| Problem to work on |
Set the data down again, word for word, as it appears below.

| Referring expression pointing data |
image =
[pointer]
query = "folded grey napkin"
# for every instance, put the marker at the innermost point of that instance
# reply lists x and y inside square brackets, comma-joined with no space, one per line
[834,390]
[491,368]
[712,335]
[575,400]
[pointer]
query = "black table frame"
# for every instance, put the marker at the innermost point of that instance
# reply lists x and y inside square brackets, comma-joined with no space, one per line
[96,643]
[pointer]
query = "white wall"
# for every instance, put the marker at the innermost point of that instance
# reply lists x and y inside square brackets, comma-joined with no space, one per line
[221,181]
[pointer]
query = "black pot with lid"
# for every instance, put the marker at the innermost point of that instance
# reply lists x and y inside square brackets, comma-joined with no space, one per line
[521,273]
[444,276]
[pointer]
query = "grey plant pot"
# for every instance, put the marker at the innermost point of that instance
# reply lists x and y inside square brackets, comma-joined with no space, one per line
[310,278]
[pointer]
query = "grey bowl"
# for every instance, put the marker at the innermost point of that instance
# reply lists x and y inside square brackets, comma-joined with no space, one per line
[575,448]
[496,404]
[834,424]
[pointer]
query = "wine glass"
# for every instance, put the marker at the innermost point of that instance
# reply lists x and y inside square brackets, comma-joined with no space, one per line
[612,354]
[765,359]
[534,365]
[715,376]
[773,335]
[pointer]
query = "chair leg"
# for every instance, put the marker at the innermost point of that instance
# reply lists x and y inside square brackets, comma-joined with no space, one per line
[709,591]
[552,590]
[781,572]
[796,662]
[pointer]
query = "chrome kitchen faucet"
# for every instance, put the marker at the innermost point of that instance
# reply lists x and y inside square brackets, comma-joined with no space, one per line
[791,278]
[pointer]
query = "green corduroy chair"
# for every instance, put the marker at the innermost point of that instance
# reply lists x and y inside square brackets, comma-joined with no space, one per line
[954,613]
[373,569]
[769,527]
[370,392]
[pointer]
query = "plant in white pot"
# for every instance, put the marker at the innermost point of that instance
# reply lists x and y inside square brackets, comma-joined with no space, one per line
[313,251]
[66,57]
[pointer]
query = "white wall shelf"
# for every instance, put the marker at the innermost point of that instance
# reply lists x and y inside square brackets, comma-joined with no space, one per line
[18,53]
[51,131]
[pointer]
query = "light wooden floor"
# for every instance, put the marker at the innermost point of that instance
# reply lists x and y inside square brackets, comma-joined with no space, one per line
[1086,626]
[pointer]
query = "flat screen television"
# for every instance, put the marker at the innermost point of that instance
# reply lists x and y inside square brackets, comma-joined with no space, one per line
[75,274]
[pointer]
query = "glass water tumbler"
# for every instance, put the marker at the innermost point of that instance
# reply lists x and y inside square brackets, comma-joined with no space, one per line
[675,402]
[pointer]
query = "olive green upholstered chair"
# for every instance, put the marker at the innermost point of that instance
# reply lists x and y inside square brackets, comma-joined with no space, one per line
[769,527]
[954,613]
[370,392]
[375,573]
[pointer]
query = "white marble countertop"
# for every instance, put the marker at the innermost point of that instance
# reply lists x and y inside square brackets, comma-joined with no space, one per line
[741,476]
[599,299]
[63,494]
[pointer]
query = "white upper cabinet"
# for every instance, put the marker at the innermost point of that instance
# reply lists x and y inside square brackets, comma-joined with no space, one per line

| Answer for this exercise |
image =
[pointer]
query = "folded grey napkin"
# for every instance, put the marker at the innermost point of that instance
# reply lists x and y inside square brackets, comma-joined with no space, one per line
[834,390]
[491,368]
[712,335]
[575,400]
[pointer]
query = "black table frame"
# for every instance, put the marker at the innermost point of that instance
# reply lists x and y inside square brackets, comma-joined with no space, one per line
[96,643]
[pointer]
query = "white wall"
# for every instance, put the marker at the innermost point of that instance
# reply lists x and y inside square brackets, comma-joined with no space, one per line
[221,181]
[pointer]
query = "black pot with lid"
# for every instance, put the marker at the innermost point of that instance
# reply lists x and y inside square brackets, comma-joined with no space, one per line
[521,273]
[444,276]
[pointer]
query = "grey plant pot"
# for every instance, put the marker at the innermost point of that instance
# reply lists x and y inside square brackets, comma-joined with no space, one per line
[310,278]
[pointer]
query = "grey bowl"
# for every instance, put the marker at the innermost point of that instance
# reply lists x and y inside square brackets, comma-joined with no space, one per line
[575,448]
[496,404]
[834,424]
[pointer]
query = "wine glass"
# for every instance, put the marker at the innermost point of that instance
# reply lists x and y inside square brackets, comma-joined with no space, one per line
[612,354]
[765,359]
[534,365]
[715,376]
[773,335]
[pointer]
query = "chair leg"
# for every instance, put the marker at the innermost point of that instance
# reply lists x and y inside square brackets, comma-joined with no space, one per line
[709,591]
[552,590]
[781,572]
[796,662]
[pointer]
query = "chrome kitchen faucet"
# for every instance, put the marker at the innermost point of that instance
# reply lists x and y inside square brackets, comma-joined with no space, one per line
[791,278]
[pointer]
query = "green corduroy chair"
# for every instance, put the marker at the innermost point of that instance
# reply lists x and y inside square brackets, comma-joined with no space, one per line
[954,613]
[373,569]
[769,527]
[370,392]
[pointer]
query = "plant in white pot"
# for every instance, put the marker at the innermost point of that instance
# reply lists x and y inside square brackets, comma-joined with no space, one per line
[313,251]
[66,57]
[pointer]
query = "white wall shelf"
# for every instance, put the marker at the innermost point of that instance
# reply lists x and y inside square brackets, comma-joined with no space, one per line
[18,53]
[51,131]
[pointer]
query = "light wooden floor"
# for every instance, put the marker at the innermost point of that instance
# reply lists x and y inside square brackets, comma-joined with no space, one per line
[1086,626]
[pointer]
query = "flat screen television"
# for every instance, put the marker at the innermost point of that instance
# reply lists x and y inside square brackets, comma-joined with no space, one per line
[75,274]
[pointer]
query = "glass water tumbler"
# for every instance, put the marker at the innermost point of that instance
# reply lists x and y inside square brackets, comma-joined with no space, one per line
[675,402]
[pointer]
query = "olive green upholstered chair"
# for every instance, put the marker at the innermost point of that instance
# reply lists x and y inside square brackets, comma-joined with no space, one per line
[769,527]
[954,613]
[370,392]
[375,573]
[pointer]
query = "white marble countertop"
# for every instance, put the marker at the innermost point of that instance
# reply lists x and y inside square brackets, comma-joined with no space, one per line
[741,476]
[599,299]
[63,494]
[pointer]
query = "white upper cabinet"
# for every instance, put the marker at the innermost point of that instance
# reply lists x and y inside square brackets, comma-joined with no space, one per line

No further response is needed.